* Task goal
Rewrite the records starting at the line that contains "Please find the race" and ending at the line that contains "[183,91,214,100]", changing "radiator grille" to "front grille" and leaving everything else unchanged. Give back only those lines.

* Working data
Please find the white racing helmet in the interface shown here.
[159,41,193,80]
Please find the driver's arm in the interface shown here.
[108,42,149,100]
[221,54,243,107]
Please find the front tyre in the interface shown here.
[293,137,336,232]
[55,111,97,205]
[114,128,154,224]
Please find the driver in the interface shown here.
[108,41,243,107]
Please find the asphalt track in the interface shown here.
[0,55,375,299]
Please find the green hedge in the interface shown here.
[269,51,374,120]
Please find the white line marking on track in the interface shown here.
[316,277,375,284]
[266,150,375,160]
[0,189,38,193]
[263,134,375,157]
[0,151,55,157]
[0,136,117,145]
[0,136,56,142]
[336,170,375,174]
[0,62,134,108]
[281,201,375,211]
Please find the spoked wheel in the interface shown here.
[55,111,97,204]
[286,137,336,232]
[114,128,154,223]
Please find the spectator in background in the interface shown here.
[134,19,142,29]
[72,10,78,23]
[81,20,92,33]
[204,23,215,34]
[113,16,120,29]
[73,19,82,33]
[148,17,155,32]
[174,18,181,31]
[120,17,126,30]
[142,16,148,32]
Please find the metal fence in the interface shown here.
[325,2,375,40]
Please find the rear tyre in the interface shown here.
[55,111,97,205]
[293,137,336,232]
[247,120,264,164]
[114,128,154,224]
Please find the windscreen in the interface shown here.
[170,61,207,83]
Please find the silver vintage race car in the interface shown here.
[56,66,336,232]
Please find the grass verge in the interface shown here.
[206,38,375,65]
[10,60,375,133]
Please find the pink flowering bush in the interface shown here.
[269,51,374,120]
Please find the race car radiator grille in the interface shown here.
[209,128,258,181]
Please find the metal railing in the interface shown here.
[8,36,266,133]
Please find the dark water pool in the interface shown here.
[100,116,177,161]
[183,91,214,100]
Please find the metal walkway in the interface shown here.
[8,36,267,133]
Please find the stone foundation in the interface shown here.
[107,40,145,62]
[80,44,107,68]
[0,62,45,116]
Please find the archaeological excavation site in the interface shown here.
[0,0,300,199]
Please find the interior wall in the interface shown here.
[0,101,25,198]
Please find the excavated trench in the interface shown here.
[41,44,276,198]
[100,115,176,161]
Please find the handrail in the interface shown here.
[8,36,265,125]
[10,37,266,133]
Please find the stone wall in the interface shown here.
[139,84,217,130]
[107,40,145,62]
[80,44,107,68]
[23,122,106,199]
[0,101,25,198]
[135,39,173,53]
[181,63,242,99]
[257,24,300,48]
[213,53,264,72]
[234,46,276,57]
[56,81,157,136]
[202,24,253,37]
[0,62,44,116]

* Written solution
Please find the race car front grille in the interface shown here.
[209,128,258,181]
Please find the metal railing in the interface shown here.
[8,36,266,133]
Please find the dark water pool in the interface shown here.
[100,116,177,161]
[183,91,214,100]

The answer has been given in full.